You just helped freedom brother, thanks 

But if I show up at your door all teary eyed with a broken look on my face you'll know why.


----------



## Jarnhamar (27 Feb 2012)

TN said:
			
		

> Bringing Canadian supplements are fine. Just not ephedrine. ie EC Stack. Just bring the other stuff with your check in bags. Not your carry ons.
> 
> Bringing American supplements over to Canada, can, but ususally not cause a problem. But beware before buying Amercain supplements. ie HGH, or some fat burners, testerone boosters.
> 
> ...



Gotchya, if I buy anything down there I'll make sure to eat it all before getting on the plane....then try sitting still...


----------



## bcbarman (9 Mar 2012)

Customs see white powder all the time.  Coke looks very distinctive, and a big tub of it would be so rare the drug smugglers would not even think to try something that blatant.  

Declare the stuff at the line, make it nice and obvious in your bag, and for god sake, no matter how you may take the stuff, do not strap baggies to your legs with duct tape, it just looks nasty (and your bum will most certainly be poked)

Cheers


----------



## alocin (9 Mar 2012)




----------



## GAP (9 Mar 2012)

That'll do it.....why wouldn't they believe you....


----------



## bcbarman (9 Mar 2012)

I don't buy it, I'd test it anyway.....

Now if it was written in spanish,  well  :-X might turn into


----------



## cupper (9 Mar 2012)

Always remember the golden rule:

Never piss off someone who has the power to make your shitty day that much shittier.

If they ask any questions about it (which probably won't happen) give straightforward honest answers.

If you have nothing to hide, no need to worry.


(but you may want to carry a tube of KY in case they do decide to do a probe. It's the polite thing to do)


----------



## Jarnhamar (28 Mar 2012)

Still a virgin!


----------

**THE TASKS**:
a: In the forum thread, rewrite the paragraph beginning "Declare the stuff at the line" as a short list that keeps its main points.
b: In the forum thread, copy everything from "## Jarnhamar (27" down to "burners, testerone boosters.", but swap "supplements" for "vitamins".
c: Answer these questions about the forum thread:
(i) According to the quoted post from TN, which supplement should not be brought?
(ii) What does bcbarman say customs see all the time?
(iii) What kind of answers does cupper say to give if asked questions?

**PROVIDED DATA**:
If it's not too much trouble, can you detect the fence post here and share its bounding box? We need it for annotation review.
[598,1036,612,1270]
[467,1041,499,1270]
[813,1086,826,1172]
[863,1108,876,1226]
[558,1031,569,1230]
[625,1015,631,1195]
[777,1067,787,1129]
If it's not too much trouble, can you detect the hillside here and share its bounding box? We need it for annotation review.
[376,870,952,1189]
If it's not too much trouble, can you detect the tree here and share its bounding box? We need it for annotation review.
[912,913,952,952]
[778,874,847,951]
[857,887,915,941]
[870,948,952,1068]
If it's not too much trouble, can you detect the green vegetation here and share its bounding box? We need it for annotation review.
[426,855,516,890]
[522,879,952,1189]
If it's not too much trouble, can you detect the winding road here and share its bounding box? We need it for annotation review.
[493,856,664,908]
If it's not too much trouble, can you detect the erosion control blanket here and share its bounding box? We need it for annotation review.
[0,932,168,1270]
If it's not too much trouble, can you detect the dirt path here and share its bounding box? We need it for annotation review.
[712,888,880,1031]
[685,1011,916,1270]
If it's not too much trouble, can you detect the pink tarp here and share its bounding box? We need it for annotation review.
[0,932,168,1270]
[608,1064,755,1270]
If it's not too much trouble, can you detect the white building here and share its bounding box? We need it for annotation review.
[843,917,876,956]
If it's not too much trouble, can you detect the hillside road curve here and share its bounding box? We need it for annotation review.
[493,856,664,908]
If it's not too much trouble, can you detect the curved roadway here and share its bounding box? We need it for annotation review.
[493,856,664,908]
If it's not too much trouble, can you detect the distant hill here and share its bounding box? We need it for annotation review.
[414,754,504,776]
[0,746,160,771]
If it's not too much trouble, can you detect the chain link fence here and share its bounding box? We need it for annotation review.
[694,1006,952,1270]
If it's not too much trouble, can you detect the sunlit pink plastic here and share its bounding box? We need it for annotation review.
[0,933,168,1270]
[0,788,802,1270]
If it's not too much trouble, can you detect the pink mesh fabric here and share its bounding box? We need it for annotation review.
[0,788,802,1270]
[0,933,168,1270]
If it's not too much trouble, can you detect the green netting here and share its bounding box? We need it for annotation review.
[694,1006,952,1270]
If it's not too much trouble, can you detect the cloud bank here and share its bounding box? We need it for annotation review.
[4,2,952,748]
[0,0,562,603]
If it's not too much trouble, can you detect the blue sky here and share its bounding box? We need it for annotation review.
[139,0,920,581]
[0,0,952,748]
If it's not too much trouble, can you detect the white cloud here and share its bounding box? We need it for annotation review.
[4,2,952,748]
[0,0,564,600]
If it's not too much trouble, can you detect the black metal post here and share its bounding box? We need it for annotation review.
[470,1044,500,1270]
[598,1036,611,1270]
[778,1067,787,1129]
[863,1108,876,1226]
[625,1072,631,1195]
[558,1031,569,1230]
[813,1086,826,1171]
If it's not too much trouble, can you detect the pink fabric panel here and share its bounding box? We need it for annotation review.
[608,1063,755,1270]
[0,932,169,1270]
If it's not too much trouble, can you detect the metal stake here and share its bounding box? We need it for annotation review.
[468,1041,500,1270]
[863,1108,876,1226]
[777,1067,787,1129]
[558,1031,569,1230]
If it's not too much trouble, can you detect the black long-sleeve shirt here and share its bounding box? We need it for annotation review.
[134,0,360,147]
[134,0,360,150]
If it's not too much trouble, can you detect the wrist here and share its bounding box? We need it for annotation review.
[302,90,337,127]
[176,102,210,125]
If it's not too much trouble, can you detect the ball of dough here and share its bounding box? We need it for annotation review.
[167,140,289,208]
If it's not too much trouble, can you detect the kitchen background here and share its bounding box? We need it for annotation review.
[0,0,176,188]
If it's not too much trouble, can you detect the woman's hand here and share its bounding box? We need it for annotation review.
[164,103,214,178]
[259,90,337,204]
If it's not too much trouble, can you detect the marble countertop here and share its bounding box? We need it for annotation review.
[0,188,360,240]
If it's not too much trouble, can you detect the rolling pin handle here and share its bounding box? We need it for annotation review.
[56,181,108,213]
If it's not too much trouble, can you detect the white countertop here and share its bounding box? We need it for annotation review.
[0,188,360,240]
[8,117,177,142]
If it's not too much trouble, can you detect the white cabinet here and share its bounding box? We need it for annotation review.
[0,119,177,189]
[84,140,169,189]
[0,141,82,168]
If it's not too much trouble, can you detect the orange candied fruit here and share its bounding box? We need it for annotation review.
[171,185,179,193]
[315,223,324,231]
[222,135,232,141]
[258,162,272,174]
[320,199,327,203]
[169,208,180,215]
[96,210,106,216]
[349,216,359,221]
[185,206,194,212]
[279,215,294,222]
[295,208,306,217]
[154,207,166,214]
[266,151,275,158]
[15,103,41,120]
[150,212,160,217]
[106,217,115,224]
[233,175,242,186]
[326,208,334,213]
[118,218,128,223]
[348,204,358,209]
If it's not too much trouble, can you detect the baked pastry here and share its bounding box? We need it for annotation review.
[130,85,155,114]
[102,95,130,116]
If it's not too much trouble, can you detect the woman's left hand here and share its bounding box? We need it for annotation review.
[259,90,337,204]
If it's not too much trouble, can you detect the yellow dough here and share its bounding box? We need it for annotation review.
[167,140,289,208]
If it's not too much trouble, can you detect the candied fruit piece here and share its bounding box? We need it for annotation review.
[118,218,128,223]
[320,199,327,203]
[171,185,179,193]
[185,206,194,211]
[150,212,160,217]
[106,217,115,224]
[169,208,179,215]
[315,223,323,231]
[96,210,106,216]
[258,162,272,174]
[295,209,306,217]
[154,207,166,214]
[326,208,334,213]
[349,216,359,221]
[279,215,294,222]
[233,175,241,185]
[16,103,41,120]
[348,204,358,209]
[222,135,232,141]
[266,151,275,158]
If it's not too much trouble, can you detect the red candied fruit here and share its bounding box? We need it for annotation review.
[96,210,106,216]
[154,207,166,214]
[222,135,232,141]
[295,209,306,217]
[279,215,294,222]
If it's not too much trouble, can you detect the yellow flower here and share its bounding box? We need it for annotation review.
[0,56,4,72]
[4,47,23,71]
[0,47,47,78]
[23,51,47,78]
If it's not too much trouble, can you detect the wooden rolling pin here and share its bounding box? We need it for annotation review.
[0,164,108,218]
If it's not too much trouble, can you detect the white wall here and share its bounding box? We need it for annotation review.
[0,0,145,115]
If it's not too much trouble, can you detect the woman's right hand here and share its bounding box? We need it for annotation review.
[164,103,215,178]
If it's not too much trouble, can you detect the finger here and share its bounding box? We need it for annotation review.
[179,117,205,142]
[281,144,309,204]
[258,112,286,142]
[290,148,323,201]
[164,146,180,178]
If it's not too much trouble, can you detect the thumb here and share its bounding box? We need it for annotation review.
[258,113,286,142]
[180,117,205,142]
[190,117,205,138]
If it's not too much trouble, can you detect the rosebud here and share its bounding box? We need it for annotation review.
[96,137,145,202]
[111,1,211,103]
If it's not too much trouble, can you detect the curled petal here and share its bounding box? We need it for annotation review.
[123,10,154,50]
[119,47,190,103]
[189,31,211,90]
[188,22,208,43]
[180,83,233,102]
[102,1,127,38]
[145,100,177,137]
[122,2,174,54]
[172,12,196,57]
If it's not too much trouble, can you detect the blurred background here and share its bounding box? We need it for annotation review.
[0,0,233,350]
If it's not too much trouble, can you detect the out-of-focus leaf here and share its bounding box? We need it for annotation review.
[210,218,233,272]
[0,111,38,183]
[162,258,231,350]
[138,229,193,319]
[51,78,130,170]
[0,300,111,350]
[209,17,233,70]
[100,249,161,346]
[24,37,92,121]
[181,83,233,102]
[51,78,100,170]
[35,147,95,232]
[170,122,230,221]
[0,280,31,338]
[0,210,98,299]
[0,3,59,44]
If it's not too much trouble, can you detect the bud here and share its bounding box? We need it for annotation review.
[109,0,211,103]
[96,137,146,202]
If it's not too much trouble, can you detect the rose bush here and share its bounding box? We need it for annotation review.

**EXERCISE ANSWERS**:
a:
- Declare the supplements at the border.
- Keep them plainly visible in your bag.
- However you take them, don't duct-tape baggies to your legs. It looks bad, and you'll likely get searched.

b:
## Jarnhamar (27 Feb 2012)

TN said:
			
		

> Bringing Canadian vitamins are fine. Just not ephedrine. ie EC Stack. Just bring the other stuff with your check in bags. Not your carry ons.
> 
> Bringing American vitamins over to Canada, can, but ususally not cause a problem. But beware before buying Amercain vitamins. ie HGH, or some fat burners, testerone boosters.

c:
(i) Ephedrine (for example, EC Stack)
(ii) White powder
(iii) Straightforward, honest answers